(A run of records)
::::
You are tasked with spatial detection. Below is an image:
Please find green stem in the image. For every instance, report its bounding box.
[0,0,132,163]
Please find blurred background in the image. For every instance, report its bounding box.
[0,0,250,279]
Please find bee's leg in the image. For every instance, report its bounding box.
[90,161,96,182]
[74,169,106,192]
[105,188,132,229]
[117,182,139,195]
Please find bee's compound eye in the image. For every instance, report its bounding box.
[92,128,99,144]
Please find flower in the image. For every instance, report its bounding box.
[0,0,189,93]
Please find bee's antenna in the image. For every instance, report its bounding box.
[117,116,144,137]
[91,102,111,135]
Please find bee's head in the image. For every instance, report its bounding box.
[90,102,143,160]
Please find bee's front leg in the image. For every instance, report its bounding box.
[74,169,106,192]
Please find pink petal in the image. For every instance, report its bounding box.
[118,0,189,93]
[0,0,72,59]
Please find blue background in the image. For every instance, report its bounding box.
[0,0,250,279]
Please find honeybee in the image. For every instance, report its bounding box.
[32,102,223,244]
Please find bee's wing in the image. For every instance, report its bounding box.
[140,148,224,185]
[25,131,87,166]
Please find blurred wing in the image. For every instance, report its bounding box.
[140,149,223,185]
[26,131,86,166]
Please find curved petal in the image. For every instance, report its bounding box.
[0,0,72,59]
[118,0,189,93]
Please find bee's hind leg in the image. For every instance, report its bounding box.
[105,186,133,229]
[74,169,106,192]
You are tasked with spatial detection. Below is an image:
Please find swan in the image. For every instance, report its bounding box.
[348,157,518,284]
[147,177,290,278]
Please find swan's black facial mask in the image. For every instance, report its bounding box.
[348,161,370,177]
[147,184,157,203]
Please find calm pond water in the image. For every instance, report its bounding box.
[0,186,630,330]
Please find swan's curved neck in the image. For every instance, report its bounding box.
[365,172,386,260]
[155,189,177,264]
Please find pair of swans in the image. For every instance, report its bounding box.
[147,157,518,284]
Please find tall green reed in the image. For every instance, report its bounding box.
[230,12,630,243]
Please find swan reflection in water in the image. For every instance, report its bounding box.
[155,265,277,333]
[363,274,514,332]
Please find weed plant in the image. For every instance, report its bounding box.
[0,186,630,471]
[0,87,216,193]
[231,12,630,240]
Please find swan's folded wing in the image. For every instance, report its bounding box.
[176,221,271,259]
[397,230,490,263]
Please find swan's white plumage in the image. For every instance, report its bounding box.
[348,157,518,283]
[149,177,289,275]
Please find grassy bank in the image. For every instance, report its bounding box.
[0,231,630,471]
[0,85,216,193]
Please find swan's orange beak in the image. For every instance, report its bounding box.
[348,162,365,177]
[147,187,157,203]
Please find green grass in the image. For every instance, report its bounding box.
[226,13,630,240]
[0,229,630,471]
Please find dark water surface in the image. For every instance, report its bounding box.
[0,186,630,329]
::::
=== WHAT IS NEEDED ===
Rewrite the entries from the line containing "Please find honeybee" through the line containing "[230,12,630,243]", replacing "calm" with "still" and keeping everything else unchanged.

=== SOLUTION TO THE PROBLEM ===
Please find honeybee in the image. For every instance, report its bounding box.
[32,102,223,244]
Please find bee's wing in the image. For every instance, report its bounding box.
[140,148,224,185]
[25,131,87,166]
Please find blurred wing in the image. For every instance, report its bounding box.
[140,149,223,185]
[26,131,86,166]
Please find curved petal in the image. For every instance, report its bounding box.
[0,0,72,59]
[118,0,189,93]
Please find bee's hind leg in the image. For every instance, report its bounding box.
[105,186,133,229]
[74,169,106,192]
You are tasked with spatial detection. Below is an image:
Please find swan in the image. For every instance, report its bounding box.
[348,157,518,284]
[147,177,290,278]
Please find swan's black facial mask in the image. For every instance, report its bounding box.
[348,161,370,177]
[147,184,157,203]
Please find still pond water in the image. For every instance, report its bounding box.
[0,186,630,330]
Please find swan's curved neck in the image. For every instance, report its bounding box.
[365,172,386,260]
[155,189,177,264]
Please find pair of swans in the image. For every instance, report its bounding box.
[147,157,518,284]
Please find tall green reed in the image. For every instance, report its bounding box.
[230,12,630,243]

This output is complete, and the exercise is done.